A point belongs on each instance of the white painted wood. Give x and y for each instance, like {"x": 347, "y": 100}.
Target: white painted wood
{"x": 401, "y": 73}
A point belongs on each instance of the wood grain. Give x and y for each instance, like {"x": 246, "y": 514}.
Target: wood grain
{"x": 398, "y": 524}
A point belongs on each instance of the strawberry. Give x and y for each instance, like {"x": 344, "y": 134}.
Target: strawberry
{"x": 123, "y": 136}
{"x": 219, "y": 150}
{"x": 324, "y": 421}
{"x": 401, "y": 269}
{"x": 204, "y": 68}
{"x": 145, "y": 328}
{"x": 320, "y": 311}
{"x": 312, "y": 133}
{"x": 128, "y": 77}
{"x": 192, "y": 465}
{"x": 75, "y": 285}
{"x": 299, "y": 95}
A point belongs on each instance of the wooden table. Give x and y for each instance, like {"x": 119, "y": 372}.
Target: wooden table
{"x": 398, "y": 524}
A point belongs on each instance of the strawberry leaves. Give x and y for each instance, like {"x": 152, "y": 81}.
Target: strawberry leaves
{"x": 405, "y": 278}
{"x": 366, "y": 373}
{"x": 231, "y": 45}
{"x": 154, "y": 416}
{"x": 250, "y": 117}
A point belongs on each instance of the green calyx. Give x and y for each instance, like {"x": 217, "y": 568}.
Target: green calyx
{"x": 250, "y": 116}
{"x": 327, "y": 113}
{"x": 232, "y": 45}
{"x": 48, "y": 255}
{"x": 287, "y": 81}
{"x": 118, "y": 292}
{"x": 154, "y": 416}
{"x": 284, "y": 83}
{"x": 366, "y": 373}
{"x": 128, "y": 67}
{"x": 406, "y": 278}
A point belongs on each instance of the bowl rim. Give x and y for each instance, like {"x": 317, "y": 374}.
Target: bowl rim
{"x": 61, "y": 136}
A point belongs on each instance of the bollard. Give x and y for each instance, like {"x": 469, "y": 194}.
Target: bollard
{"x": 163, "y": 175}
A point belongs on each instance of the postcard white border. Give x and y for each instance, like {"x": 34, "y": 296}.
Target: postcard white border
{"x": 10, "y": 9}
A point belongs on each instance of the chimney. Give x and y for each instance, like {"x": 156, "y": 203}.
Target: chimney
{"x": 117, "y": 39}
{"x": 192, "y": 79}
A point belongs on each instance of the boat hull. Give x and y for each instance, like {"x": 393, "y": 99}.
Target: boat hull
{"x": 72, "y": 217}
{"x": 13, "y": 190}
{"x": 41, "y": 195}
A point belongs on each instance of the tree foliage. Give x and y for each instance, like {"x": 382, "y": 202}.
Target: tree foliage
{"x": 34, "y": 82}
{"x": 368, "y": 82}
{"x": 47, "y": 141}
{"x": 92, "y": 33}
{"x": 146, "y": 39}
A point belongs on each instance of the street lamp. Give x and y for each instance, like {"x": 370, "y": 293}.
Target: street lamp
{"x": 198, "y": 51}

────────

- _Exercise aim_
Arrange every line of the material above as a Markdown table with two columns, Row and Line. Number the rows in order and omit any blank lines.

- _Solution to this exercise_
| Row | Line |
|---|---|
| 1 | A point belongs on each instance of the white painted wood. Give x and y for each instance, like {"x": 347, "y": 100}. |
| 2 | Target: white painted wood |
| 3 | {"x": 401, "y": 73} |
| 4 | A point belongs on each instance of the wood grain. Give x and y for each instance, like {"x": 246, "y": 514}. |
| 5 | Target: wood grain |
| 6 | {"x": 398, "y": 524} |
| 7 | A point belongs on each instance of the strawberry. Give x and y for each instance, like {"x": 344, "y": 134}. |
| 8 | Target: strawberry |
| 9 | {"x": 123, "y": 136} |
| 10 | {"x": 219, "y": 150} |
| 11 | {"x": 324, "y": 421} |
| 12 | {"x": 401, "y": 269} |
| 13 | {"x": 204, "y": 68} |
| 14 | {"x": 145, "y": 328} |
| 15 | {"x": 320, "y": 311} |
| 16 | {"x": 312, "y": 133} |
| 17 | {"x": 128, "y": 77} |
| 18 | {"x": 192, "y": 465} |
| 19 | {"x": 75, "y": 285} |
| 20 | {"x": 299, "y": 95} |
| 21 | A point belongs on each instance of the wooden table. Give x and y for each instance, like {"x": 119, "y": 372}. |
| 22 | Target: wooden table |
| 23 | {"x": 398, "y": 524} |
| 24 | A point belongs on each instance of the strawberry leaves. Give x and y for each instance, like {"x": 152, "y": 81}. |
| 25 | Target: strawberry leaves |
| 26 | {"x": 405, "y": 278} |
| 27 | {"x": 366, "y": 373} |
| 28 | {"x": 231, "y": 45} |
| 29 | {"x": 154, "y": 416} |
| 30 | {"x": 250, "y": 117} |
| 31 | A point belongs on each instance of the green calyx. Give x and y for each instance, like {"x": 217, "y": 568}. |
| 32 | Target: green calyx |
| 33 | {"x": 250, "y": 116} |
| 34 | {"x": 327, "y": 113} |
| 35 | {"x": 232, "y": 45} |
| 36 | {"x": 48, "y": 255} |
| 37 | {"x": 287, "y": 81} |
| 38 | {"x": 118, "y": 292} |
| 39 | {"x": 154, "y": 416} |
| 40 | {"x": 284, "y": 83} |
| 41 | {"x": 366, "y": 373} |
| 42 | {"x": 128, "y": 67} |
| 43 | {"x": 406, "y": 278} |
| 44 | A point belongs on each instance of the bowl rim. Give x and y for each instance, like {"x": 317, "y": 374}. |
| 45 | Target: bowl rim |
| 46 | {"x": 61, "y": 136} |
| 47 | A point belongs on each instance of the bollard. Give x and y for each instance, like {"x": 469, "y": 194}. |
| 48 | Target: bollard |
| 49 | {"x": 163, "y": 175} |
| 50 | A point belongs on each instance of the postcard white border. Give x and y for each instance, like {"x": 34, "y": 296}. |
| 51 | Target: postcard white border |
| 52 | {"x": 10, "y": 9} |
| 53 | A point belongs on each instance of the chimney. Give x and y for each instance, like {"x": 156, "y": 203}. |
| 54 | Target: chimney |
| 55 | {"x": 117, "y": 39} |
| 56 | {"x": 192, "y": 79} |
| 57 | A point belongs on each instance of the boat hull. Give x and y for each instance, like {"x": 393, "y": 99}. |
| 58 | Target: boat hull |
| 59 | {"x": 72, "y": 217} |
| 60 | {"x": 13, "y": 190} |
| 61 | {"x": 41, "y": 195} |
| 62 | A point belongs on each instance of the tree foliage. Give x and y for each instance, like {"x": 382, "y": 202}. |
| 63 | Target: tree foliage |
| 64 | {"x": 34, "y": 82} |
| 65 | {"x": 368, "y": 82} |
| 66 | {"x": 47, "y": 141} |
| 67 | {"x": 92, "y": 33} |
| 68 | {"x": 146, "y": 39} |
| 69 | A point belongs on each instance of the street lamp. Give x and y for each instance, like {"x": 370, "y": 293}. |
| 70 | Target: street lamp |
| 71 | {"x": 198, "y": 51} |